** Opening LISTED ENTRIES block **

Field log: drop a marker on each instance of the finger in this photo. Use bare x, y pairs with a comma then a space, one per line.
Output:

** Closing LISTED ENTRIES block **
** Opening LISTED ENTRIES block **

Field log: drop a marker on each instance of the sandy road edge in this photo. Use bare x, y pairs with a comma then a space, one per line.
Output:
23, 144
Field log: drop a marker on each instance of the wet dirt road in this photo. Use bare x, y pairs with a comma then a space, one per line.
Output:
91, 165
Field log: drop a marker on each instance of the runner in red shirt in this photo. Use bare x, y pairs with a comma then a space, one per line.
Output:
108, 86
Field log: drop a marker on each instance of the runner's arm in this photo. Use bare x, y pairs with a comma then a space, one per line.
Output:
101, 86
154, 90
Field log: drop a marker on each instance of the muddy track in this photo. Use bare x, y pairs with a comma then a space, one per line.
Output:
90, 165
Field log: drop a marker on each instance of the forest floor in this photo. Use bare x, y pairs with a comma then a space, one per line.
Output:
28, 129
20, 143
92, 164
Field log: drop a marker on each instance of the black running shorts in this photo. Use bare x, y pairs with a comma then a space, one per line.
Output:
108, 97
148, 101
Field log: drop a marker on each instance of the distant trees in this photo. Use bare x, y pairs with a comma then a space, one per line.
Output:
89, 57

** Closing LISTED ENTRIES block **

PROBLEM TO WORK ON = Copy out every line from the material above in which the word "runner" appears.

REPLY TO THE TASK =
Field log: drop a marker on each instance of the runner in red shirt in this photo. Use bare x, y pairs with a comma then a space, one per line.
Field log: drop a marker on each instance of the runner's arm in this photo. Use bare x, y pairs with a comma then a space, one per line.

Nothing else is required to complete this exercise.